YOUR INSTRUCTIONS —
Copy out the entries word for word, leaving images aside.

··· EXERCISE MATERIAL ···

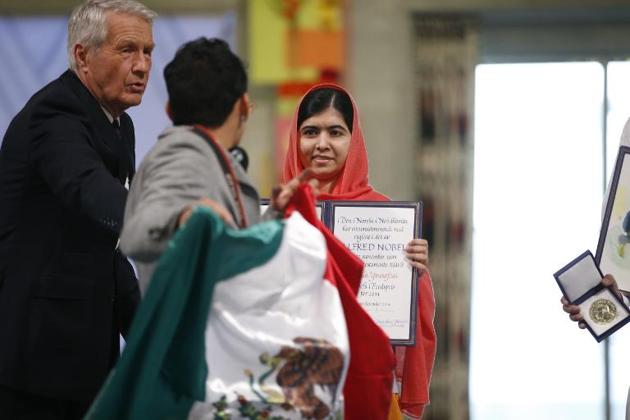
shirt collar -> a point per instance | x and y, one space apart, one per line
109 116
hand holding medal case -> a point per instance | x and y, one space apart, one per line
580 281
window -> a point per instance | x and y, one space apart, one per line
538 185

···

OUTPUT BELOW —
shirt collar -> a point per instance | x and y, one space apart, one per line
109 116
hand holding medal case -> a point per instance | x and y, one space apart, one per line
580 281
window -> a point per instance | x and y, one space apart, one per line
538 185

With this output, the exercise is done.